++++ SELECTED EXCERPT ++++
For this reason: the need to boost self-esteem is the primary
force behind the economic turmoil that is affecting us all.
The day to day mechanics of the financial crises involve a messy
jumble of faulty mortgages, CDOs (collateralized debt obligations)
and the like not working as planned (if there ever was a plan),
but the larger question to ask is: What’s behind that?
What drives one person to risk everything on a sketchy loan
and a second person to risk the health of their employer by
packaging that loan? What caused ordinary people to play a game
of American Roulette?
The
sad reality on Wall Street is that the majority of people working
there gain their self-esteem from money. More money and a bigger
bonus translate into greater self-esteem and vice versa. Hence,
the never-ending drive for more that is guaranteed to end badly.
Why else would someone earning one million dollars this year
need twice that the next year and do anything to get
it? On the other end of the spectrum, why would a first-time
buyer forego a reasonable house or car for a McMansion and an
SUV whose loans put them on the edge of financial collapse?
More house and more car translates into more self-esteem.
This
can be found everywhere, surging through the population like
an epidemic. Why would a country with huge, looming financial
demands use its military to invade a third world desert backwater,
acting like some fifth-year senior bullying the smallest freshman
on the playground? For a confused leader with a dismal track
record and mounting disapproval, kicking ass builds self-esteem,
pure and simple. The people cheering him on like the other kids
on the playground get the same boost as well.
The
end result of everyone trying to enhance his self-esteem simultaneously
through asset acquisition is the mess we see today. Companies
collapse. Neighbourhoods empty out. Marriages fail. At the beginning
the players in a communal entity (household, company, nation
etc.) start losing focus on the health of that entity, ignoring
the shared responsibilities needed to make it function. For
a while the group stumbles along, frazzled and fracturing, picking
up steam as individuals turn toward building their self-worth.
++++ RECORD LIST ++++
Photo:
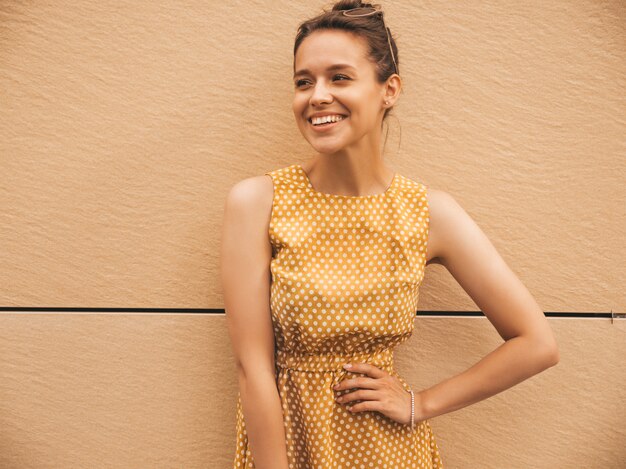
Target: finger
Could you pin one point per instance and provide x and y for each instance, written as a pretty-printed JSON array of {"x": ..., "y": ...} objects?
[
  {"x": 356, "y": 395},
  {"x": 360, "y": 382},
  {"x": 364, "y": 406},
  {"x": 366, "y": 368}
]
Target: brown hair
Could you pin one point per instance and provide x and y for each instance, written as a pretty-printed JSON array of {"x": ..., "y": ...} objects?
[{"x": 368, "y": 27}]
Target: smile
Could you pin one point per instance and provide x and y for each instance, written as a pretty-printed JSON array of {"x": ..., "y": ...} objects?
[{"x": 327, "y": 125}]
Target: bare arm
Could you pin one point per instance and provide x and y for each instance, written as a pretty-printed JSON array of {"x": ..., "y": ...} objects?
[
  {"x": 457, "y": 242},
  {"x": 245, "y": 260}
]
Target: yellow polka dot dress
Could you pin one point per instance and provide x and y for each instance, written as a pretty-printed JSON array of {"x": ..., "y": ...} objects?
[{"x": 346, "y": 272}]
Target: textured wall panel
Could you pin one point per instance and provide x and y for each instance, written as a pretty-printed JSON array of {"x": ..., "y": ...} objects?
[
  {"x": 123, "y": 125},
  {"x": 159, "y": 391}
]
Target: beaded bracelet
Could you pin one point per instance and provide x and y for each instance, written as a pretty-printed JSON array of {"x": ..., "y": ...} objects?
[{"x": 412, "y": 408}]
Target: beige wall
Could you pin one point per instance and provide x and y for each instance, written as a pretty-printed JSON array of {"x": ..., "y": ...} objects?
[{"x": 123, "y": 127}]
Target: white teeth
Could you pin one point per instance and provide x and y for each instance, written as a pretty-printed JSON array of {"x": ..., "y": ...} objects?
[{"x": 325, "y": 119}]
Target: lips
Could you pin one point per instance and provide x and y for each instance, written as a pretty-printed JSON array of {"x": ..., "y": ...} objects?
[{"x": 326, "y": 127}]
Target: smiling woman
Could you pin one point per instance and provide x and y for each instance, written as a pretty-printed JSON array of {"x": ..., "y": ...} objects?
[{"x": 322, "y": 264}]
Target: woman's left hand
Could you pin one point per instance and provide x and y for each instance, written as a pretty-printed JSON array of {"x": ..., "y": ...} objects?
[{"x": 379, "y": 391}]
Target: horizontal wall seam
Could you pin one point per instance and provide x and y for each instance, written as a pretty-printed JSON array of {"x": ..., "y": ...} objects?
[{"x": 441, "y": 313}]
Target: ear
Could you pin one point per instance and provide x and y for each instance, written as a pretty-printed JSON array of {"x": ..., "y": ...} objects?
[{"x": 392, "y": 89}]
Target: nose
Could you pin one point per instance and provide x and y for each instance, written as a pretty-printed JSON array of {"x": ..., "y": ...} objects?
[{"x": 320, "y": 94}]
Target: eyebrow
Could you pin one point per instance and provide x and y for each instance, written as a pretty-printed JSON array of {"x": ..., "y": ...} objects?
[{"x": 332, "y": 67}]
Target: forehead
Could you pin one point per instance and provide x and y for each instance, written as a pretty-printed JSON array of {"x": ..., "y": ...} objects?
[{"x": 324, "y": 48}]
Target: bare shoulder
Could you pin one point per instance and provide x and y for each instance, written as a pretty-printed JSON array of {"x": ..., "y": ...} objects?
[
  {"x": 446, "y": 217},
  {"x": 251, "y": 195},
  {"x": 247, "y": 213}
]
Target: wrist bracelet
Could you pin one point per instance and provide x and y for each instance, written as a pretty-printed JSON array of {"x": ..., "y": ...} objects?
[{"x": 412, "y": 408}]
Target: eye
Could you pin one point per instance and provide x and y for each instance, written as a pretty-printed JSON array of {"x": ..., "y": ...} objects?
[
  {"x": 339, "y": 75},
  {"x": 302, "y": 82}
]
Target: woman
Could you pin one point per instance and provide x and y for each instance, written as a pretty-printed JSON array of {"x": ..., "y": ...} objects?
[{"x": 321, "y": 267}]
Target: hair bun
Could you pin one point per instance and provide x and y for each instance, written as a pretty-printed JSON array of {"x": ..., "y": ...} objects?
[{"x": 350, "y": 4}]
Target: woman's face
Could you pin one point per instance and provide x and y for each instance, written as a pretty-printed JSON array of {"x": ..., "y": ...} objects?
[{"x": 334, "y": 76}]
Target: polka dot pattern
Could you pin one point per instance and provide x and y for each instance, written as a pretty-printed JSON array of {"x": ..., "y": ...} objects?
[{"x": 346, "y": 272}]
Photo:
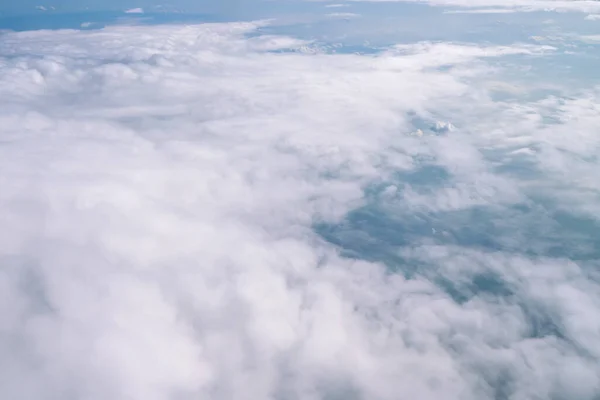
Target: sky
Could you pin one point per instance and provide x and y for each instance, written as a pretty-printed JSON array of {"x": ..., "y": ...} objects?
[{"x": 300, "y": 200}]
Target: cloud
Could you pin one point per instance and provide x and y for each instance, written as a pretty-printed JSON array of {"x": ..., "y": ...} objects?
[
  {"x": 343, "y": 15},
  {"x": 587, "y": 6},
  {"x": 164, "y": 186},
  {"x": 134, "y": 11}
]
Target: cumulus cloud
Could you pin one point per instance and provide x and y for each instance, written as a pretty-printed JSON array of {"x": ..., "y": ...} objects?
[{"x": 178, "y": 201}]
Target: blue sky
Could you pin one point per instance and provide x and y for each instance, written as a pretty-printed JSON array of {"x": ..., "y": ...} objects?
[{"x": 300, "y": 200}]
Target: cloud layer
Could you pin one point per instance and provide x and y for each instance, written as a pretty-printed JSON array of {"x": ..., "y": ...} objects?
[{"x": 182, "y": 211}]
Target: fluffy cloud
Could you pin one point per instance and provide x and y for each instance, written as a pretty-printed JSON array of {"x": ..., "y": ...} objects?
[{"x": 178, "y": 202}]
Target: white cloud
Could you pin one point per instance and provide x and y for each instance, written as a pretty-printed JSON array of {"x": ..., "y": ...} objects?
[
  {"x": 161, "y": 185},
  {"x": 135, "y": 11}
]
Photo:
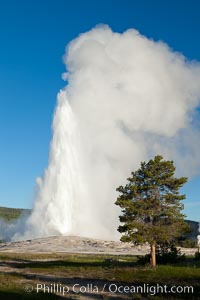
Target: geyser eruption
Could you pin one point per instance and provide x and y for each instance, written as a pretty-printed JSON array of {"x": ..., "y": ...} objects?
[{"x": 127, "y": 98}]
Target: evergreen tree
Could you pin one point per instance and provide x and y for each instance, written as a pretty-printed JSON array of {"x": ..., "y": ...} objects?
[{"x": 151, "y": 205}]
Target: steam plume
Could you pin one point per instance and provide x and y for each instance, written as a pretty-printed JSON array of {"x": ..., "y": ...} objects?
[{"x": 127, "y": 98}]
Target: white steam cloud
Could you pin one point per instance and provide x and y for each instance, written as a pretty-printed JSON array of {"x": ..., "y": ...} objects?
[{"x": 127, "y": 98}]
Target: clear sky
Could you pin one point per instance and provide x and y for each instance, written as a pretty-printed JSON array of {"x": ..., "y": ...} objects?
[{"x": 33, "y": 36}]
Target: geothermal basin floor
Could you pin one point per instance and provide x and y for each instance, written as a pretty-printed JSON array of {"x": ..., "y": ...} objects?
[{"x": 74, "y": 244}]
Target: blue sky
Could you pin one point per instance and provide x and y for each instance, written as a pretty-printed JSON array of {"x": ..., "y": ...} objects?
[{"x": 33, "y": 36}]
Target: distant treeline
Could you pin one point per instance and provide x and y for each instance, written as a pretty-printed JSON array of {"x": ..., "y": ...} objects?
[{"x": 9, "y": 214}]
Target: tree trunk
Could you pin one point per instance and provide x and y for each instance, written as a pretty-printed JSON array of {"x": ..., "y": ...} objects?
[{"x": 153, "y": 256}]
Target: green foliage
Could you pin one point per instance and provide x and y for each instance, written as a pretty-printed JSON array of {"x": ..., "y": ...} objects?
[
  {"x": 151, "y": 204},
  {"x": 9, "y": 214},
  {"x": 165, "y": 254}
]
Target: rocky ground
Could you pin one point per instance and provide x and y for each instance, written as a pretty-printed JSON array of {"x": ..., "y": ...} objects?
++++
__TASK A__: Summarize the passage on self-esteem and the economic crisis in two sentences.
__TASK B__: Reproduce the passage on self-esteem and the economic crisis from "For this reason: the" up to and including "(collateralized debt obligations)", renaming "mortgages" to "home loans".
Work only from the text shown here.

__WORKED ANSWER A__: The passage argues that the need to boost self-esteem is the primary force behind the economic turmoil, since Wall Street workers draw self-esteem from money while buyers seek it through bigger houses and cars, and even a leader invading another country gains it by force. When everyone tries to enhance self-esteem through asset acquisition at once, people neglect the shared responsibilities of households, companies, and nations, and the result is collapsing companies, empty neighborhoods, and failed marriages.

__WORKED ANSWER B__:
For this reason: the need to boost self-esteem is the primary
force behind the economic turmoil that is affecting us all.
The day to day mechanics of the financial crises involve a messy
jumble of faulty home loans, CDOs (collateralized debt obligations)